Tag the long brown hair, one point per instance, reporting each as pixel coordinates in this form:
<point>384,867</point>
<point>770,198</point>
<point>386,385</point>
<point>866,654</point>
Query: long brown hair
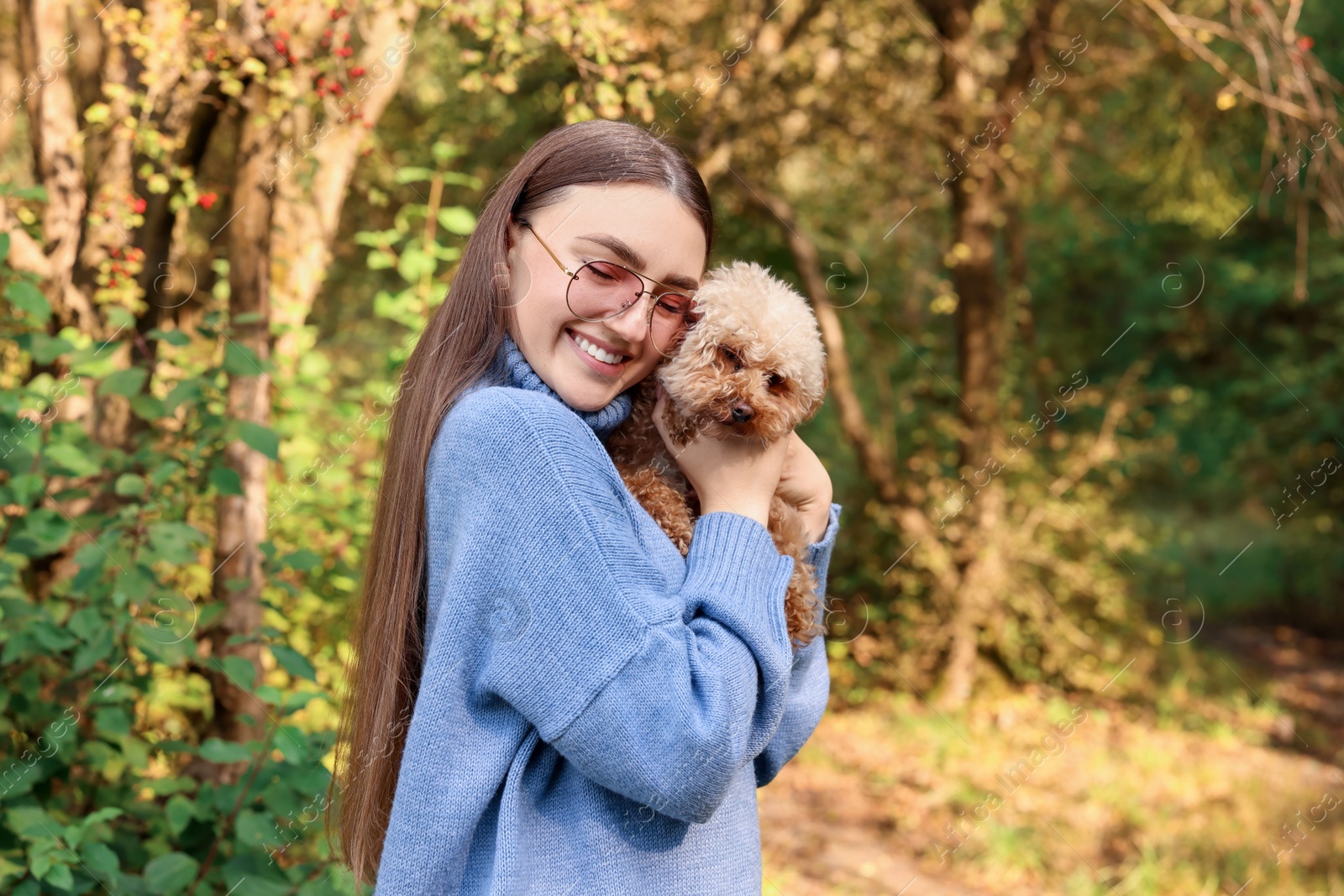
<point>454,349</point>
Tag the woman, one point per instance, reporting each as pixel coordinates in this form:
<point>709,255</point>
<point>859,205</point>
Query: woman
<point>548,696</point>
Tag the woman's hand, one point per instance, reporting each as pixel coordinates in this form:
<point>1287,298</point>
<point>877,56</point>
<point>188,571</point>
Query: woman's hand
<point>732,474</point>
<point>806,485</point>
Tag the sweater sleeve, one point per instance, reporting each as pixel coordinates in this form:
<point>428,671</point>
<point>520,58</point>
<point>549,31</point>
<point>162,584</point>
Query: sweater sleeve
________________________
_Directions_
Your copy should match the entries exactly, minus the pictures.

_Written answer_
Tag the long brown hair, one point per instance, reporting each as pixel coordinates in this form:
<point>384,867</point>
<point>770,198</point>
<point>386,385</point>
<point>866,654</point>
Query: long brown hair
<point>454,349</point>
Tag the woman, one point per instance, reporting each as pixel coordinates in this form:
<point>709,255</point>
<point>859,205</point>
Query: woman
<point>548,696</point>
Tag the woman's hand, one point per instance, reporting each as pixel coordinates in this form:
<point>1287,298</point>
<point>877,56</point>
<point>188,571</point>
Query: woman's hand
<point>732,474</point>
<point>806,485</point>
Tag the sweater sleeve, one point per instance, reporting each as pixel coordinates in this form:
<point>428,671</point>
<point>520,58</point>
<point>549,31</point>
<point>162,584</point>
Query: sweater sleeve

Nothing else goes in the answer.